_Your goal_
The required output is the exact text of the lines from the line containing "out the white" through the final line below, inclusive, without pictures.
Top of Data listing
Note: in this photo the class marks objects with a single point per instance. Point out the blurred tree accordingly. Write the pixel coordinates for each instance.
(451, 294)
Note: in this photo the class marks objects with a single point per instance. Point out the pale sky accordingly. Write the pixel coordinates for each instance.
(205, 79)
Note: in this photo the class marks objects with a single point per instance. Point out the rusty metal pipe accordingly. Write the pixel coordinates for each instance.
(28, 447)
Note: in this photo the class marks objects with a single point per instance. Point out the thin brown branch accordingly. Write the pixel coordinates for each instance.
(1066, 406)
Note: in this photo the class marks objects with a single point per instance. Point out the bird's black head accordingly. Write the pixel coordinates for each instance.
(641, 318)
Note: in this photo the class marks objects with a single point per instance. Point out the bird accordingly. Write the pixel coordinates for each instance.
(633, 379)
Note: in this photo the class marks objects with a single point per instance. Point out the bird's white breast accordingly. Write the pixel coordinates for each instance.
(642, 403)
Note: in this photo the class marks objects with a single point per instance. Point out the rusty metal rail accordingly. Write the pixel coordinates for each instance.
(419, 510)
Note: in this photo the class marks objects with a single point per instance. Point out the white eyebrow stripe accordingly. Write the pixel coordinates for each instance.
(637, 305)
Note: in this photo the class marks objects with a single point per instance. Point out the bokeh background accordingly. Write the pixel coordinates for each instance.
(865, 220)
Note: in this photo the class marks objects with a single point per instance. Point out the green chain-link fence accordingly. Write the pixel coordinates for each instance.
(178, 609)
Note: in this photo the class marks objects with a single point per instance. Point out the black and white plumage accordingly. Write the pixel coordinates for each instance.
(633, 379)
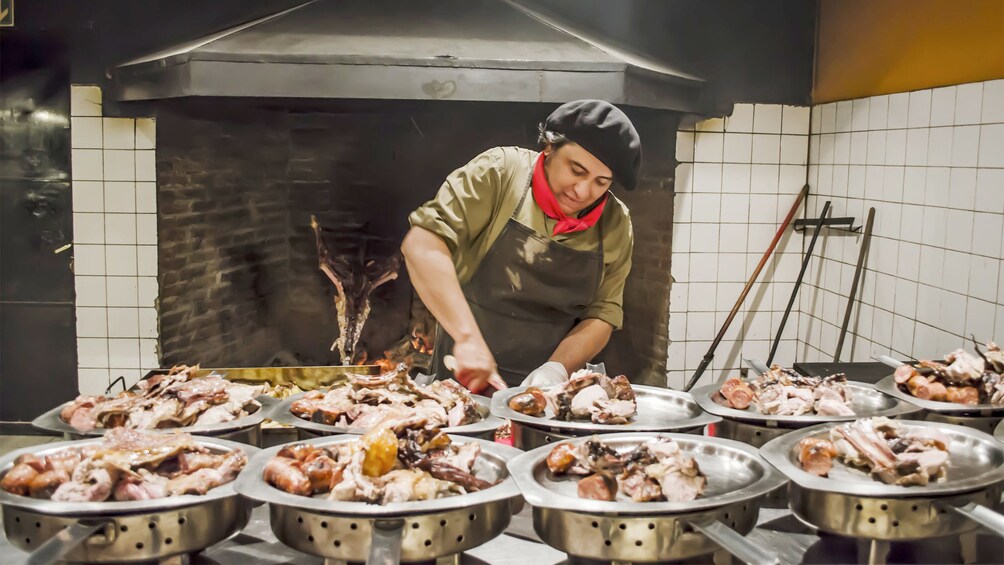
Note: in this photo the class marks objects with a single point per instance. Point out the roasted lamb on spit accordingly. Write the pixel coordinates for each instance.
(783, 391)
(960, 377)
(128, 465)
(399, 461)
(366, 400)
(654, 471)
(586, 395)
(886, 449)
(176, 399)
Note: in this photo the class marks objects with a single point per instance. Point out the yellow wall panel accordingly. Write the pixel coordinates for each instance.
(868, 47)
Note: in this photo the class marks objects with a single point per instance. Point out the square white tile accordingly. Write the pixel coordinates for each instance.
(795, 119)
(119, 133)
(122, 291)
(123, 322)
(146, 133)
(685, 147)
(943, 106)
(119, 165)
(965, 146)
(738, 148)
(146, 166)
(119, 229)
(119, 197)
(88, 196)
(940, 147)
(84, 100)
(146, 229)
(88, 228)
(859, 112)
(992, 146)
(899, 110)
(86, 165)
(85, 132)
(708, 147)
(91, 352)
(123, 353)
(920, 109)
(767, 118)
(91, 381)
(993, 101)
(93, 322)
(968, 101)
(88, 260)
(89, 291)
Bottom of Data listing
_Worked solution_
Note: in this photo the class marks objects with a single point per instance. Point out the white eyebrow stripe accordingly. Write the pixel coordinates for each instance.
(637, 305)
Note: in this photo the class marks objects with a single point per instance. Point out the bokeh background accordingly. Write the pixel coordinates for each instance.
(865, 220)
Note: in this photo the class marks objects with a single point per instance. Point out the green chain-link fence accordingly. Write the pixel coordinates for each instance.
(178, 609)
Note: in this photo the class marks objects with a single point per instance. Point out the black and white plumage accordingly. Write the pixel coordinates for each instance.
(633, 379)
Note: in this photo the class marks objects with a single point per instance. Point out the roasted lamb on spit accordingly. Write the pixel coordinates for each instance.
(783, 391)
(960, 377)
(128, 465)
(399, 461)
(366, 400)
(654, 471)
(586, 395)
(886, 449)
(176, 399)
Note: in this photo the class marks objects with a single point per instance. Point out the yellow wall panel accordingly. Write the pixel coordinates for each instance.
(868, 47)
Note: in this photo the class marks objects with a single point per instance. Point out the square white tile accordingly. Write the pixel coordinates for each instance.
(795, 119)
(119, 133)
(122, 291)
(123, 322)
(146, 133)
(685, 147)
(943, 106)
(119, 165)
(965, 146)
(738, 148)
(146, 166)
(119, 229)
(119, 197)
(88, 196)
(940, 147)
(84, 100)
(146, 229)
(88, 228)
(859, 112)
(992, 146)
(899, 110)
(86, 165)
(85, 132)
(708, 147)
(91, 352)
(123, 353)
(920, 109)
(767, 118)
(91, 381)
(993, 101)
(93, 322)
(968, 101)
(88, 260)
(89, 291)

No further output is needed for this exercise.